**Teks yang tersedia:**
■ ■ ■
Daridesa.com | Opini – Sebagaimana telah kita ketahui bersama, saat ini Indonesia dan seluruh negara didunia berperang melawan Covid-19. Ratusan atau mungkin jutaan ulasan membanjiri the new public sphere kita, baik hanya sekedar komentar di media sosial maupun tulisan/argumen dari analis ahli, hampir di seluruh jejaring media.
Dari jutaan analis tersebut memang mengerucut ke sedikit garis besar pertanyaan apa, siapa korona virus dan bagaimana melenyapkan nya, serta bagaimana manusia serta semua wawasan imaginer nya baik itu negara, ideologi, organisasi, berperang melawan virus tersebut serta dampak apa yang akan terjadi belakangan ini? serta apa yang mesti kita persiapkan?
■ ■ ■
**Entri yang tersedia:**
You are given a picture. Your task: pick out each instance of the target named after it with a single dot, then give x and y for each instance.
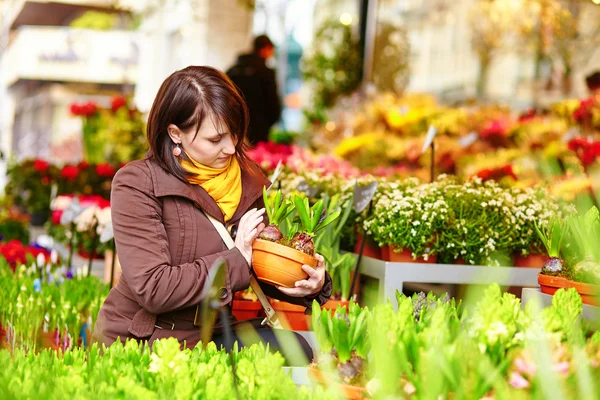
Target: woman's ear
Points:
(174, 133)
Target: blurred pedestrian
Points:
(258, 85)
(593, 83)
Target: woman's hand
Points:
(312, 285)
(251, 225)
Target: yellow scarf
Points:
(224, 185)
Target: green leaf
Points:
(303, 212)
(267, 204)
(316, 212)
(328, 220)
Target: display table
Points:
(392, 275)
(590, 313)
(299, 375)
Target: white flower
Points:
(497, 330)
(61, 203)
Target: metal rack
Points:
(393, 275)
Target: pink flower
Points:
(41, 165)
(562, 368)
(518, 382)
(527, 368)
(117, 102)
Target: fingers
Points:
(252, 219)
(310, 271)
(292, 292)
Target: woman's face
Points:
(211, 147)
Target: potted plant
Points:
(278, 259)
(246, 306)
(580, 268)
(344, 347)
(328, 243)
(407, 218)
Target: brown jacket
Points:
(166, 246)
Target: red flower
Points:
(105, 170)
(117, 102)
(85, 110)
(527, 115)
(55, 217)
(94, 200)
(41, 165)
(70, 172)
(584, 112)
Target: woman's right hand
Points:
(251, 225)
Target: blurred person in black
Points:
(258, 85)
(593, 83)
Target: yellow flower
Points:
(349, 145)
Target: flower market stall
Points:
(511, 205)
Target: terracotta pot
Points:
(50, 340)
(246, 309)
(587, 291)
(333, 304)
(84, 254)
(279, 265)
(371, 249)
(406, 256)
(350, 392)
(108, 267)
(291, 316)
(530, 261)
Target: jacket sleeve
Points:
(143, 249)
(271, 291)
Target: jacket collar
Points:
(165, 184)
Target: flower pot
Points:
(350, 392)
(530, 261)
(333, 304)
(370, 250)
(3, 338)
(246, 309)
(108, 268)
(279, 265)
(291, 316)
(406, 256)
(84, 254)
(39, 218)
(50, 340)
(588, 292)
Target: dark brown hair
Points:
(187, 98)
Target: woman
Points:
(196, 164)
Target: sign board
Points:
(276, 174)
(363, 195)
(71, 212)
(107, 233)
(467, 140)
(72, 55)
(429, 138)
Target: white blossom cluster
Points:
(480, 223)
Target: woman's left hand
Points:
(310, 286)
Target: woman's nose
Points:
(229, 146)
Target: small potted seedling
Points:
(344, 346)
(278, 259)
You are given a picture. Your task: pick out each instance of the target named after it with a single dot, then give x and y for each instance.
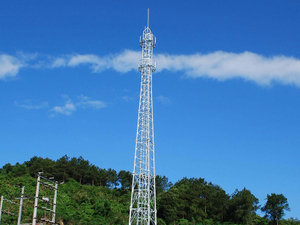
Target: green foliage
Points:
(275, 206)
(90, 195)
(242, 207)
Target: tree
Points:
(243, 205)
(275, 206)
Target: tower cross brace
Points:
(143, 193)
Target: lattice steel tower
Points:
(143, 196)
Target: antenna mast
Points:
(143, 194)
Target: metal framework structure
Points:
(53, 187)
(20, 206)
(143, 194)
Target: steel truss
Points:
(143, 194)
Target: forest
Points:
(89, 195)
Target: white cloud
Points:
(217, 65)
(9, 66)
(123, 62)
(127, 98)
(69, 107)
(86, 102)
(28, 105)
(223, 66)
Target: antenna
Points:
(148, 19)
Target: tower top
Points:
(148, 19)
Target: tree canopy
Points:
(92, 195)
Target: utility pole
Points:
(14, 203)
(52, 186)
(143, 194)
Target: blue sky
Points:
(226, 90)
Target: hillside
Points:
(90, 195)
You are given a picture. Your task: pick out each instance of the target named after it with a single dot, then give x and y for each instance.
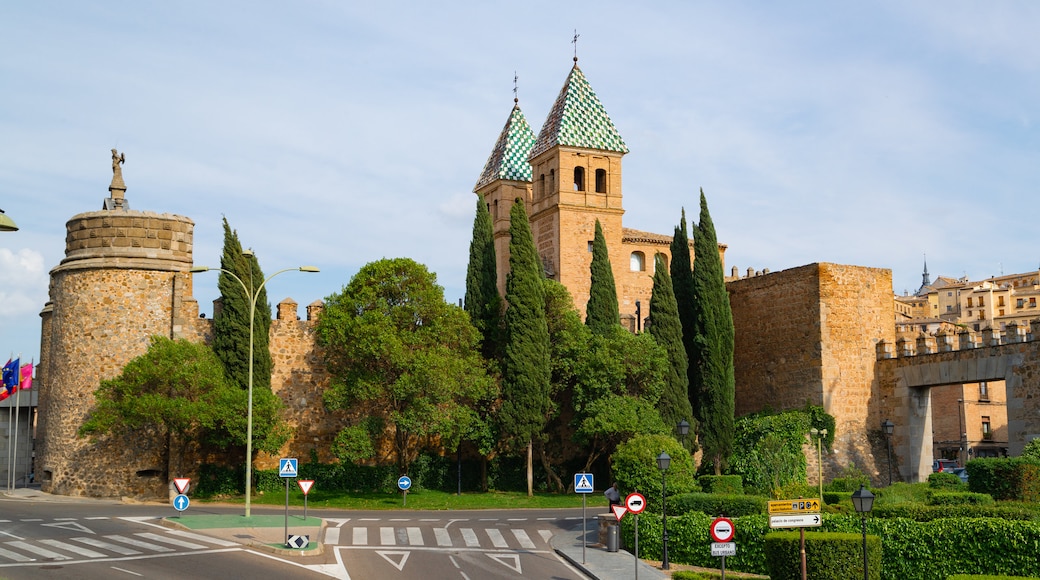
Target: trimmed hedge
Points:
(828, 555)
(730, 506)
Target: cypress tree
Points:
(667, 331)
(682, 285)
(525, 361)
(483, 301)
(715, 337)
(231, 328)
(601, 312)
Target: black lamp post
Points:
(663, 464)
(862, 499)
(887, 427)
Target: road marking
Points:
(523, 538)
(16, 556)
(442, 536)
(73, 548)
(332, 535)
(361, 536)
(497, 539)
(414, 536)
(139, 544)
(43, 552)
(171, 541)
(106, 546)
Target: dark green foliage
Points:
(1006, 478)
(526, 372)
(601, 312)
(713, 344)
(483, 301)
(829, 556)
(665, 326)
(634, 467)
(718, 504)
(404, 361)
(231, 327)
(725, 484)
(682, 287)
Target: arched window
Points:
(638, 262)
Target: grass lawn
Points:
(423, 499)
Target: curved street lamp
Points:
(254, 294)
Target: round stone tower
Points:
(124, 280)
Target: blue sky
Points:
(336, 133)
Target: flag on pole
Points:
(26, 373)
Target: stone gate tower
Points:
(124, 280)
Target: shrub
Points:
(715, 504)
(723, 484)
(828, 555)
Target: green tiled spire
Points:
(578, 119)
(509, 159)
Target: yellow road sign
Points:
(796, 506)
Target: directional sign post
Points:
(583, 485)
(405, 483)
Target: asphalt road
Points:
(99, 539)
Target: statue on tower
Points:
(118, 188)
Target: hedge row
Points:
(920, 550)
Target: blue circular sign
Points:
(181, 502)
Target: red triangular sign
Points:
(619, 511)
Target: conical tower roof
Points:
(509, 159)
(578, 119)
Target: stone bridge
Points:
(907, 370)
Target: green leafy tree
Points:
(177, 392)
(713, 331)
(405, 360)
(483, 301)
(525, 363)
(601, 312)
(682, 288)
(667, 331)
(231, 327)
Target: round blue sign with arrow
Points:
(181, 502)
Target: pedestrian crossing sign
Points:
(582, 483)
(287, 467)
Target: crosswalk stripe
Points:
(15, 556)
(43, 552)
(139, 544)
(206, 538)
(442, 536)
(106, 546)
(523, 538)
(86, 553)
(361, 536)
(171, 541)
(496, 537)
(415, 536)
■ ■ ■
**Tugas Anda:**
Dalam teks opini tentang Covid-19, apa saja contoh wawasan imaginer manusia yang disebutkan? Sebutkan semuanya. Gunakan teks itu saja sebagai sumber.

**Tugas selesai:**
negara, ideologi, organisasi